---------- Records supplied ----------
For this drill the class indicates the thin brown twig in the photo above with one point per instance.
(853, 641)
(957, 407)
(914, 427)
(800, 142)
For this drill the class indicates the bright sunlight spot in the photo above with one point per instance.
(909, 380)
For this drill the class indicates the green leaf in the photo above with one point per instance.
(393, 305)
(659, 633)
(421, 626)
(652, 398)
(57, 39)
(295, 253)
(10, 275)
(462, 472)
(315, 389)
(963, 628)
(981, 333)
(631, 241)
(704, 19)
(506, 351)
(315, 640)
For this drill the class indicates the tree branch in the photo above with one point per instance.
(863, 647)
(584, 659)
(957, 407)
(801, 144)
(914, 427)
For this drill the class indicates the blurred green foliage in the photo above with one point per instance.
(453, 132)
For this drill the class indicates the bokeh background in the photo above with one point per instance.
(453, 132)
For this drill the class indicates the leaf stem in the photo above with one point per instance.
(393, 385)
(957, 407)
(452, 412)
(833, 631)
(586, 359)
----------
## Prompt
Return precisely the lines of the records, starting with the line that holds "For this drill the class indicates the bright" and ending with the last one.

## Response to the exercise
For this drill the class indicates the bright sunlight spot in the photo above with one point per instance.
(909, 380)
For this drill the class indicates the green leaf in the photo above with one point per instance.
(393, 305)
(659, 633)
(421, 626)
(652, 398)
(57, 39)
(295, 253)
(10, 275)
(462, 472)
(315, 389)
(963, 628)
(981, 333)
(631, 241)
(704, 19)
(506, 351)
(315, 640)
For this drill the class indicates the tree branch in the photo above with one point per instance.
(863, 647)
(584, 659)
(957, 407)
(801, 144)
(914, 427)
For this drill the class indicates the blurred green foliage in the photo above with one point per instance.
(453, 132)
For this drill the class indicates the bokeh background in the photo above with one point per instance.
(453, 132)
For this drill the class indicates the leaf stem in the photo above with one point per instance.
(393, 385)
(957, 407)
(452, 412)
(833, 631)
(586, 359)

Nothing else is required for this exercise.